— Problem statement —
If a line of the data contains the word "glove", it is counted; report how many such lines there are and nothing else.

═════ Data ═════

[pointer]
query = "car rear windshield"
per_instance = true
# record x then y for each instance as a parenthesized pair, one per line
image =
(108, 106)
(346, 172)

═════
═════ Data ═════

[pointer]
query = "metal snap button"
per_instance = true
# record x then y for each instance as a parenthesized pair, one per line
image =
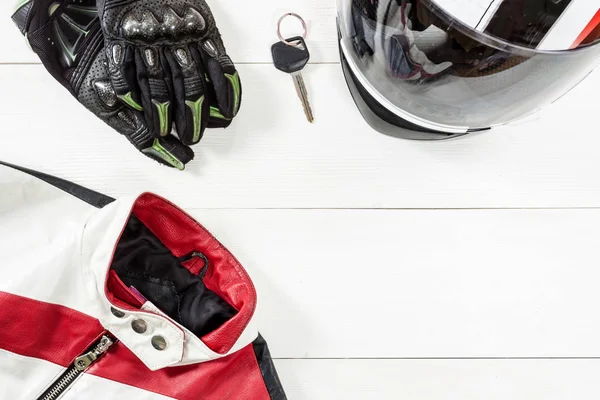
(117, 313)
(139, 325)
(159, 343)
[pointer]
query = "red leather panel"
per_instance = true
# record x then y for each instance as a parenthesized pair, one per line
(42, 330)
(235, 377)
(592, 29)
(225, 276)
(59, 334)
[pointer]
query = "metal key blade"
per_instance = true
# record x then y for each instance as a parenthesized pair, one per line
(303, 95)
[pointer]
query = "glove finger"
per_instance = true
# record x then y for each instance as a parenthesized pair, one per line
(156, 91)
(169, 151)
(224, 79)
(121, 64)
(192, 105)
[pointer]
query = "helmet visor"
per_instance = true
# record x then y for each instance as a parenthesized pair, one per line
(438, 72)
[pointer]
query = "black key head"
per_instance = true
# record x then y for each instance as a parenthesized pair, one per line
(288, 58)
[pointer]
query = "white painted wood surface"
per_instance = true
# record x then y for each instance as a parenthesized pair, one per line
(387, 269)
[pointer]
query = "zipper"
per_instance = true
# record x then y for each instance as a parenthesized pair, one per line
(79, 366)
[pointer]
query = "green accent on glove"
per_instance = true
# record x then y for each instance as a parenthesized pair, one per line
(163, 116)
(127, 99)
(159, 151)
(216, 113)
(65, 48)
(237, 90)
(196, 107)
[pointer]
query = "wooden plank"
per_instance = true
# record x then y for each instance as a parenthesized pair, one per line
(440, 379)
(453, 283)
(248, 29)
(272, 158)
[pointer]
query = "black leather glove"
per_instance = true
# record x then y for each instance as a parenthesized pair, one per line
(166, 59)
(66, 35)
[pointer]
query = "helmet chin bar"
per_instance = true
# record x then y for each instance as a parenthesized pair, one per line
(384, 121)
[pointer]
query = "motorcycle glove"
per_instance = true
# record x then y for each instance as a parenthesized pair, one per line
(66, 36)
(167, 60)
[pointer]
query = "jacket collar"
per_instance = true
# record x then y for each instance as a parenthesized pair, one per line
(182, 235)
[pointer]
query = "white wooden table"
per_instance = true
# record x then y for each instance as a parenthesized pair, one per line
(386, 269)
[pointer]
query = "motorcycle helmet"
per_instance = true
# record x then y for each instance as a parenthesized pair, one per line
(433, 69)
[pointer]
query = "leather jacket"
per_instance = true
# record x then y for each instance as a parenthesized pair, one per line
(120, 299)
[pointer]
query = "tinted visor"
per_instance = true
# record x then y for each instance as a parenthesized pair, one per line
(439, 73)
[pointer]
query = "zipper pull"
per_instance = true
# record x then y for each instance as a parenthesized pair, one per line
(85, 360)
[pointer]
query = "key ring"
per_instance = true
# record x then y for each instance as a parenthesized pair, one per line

═════

— Response to the exercise —
4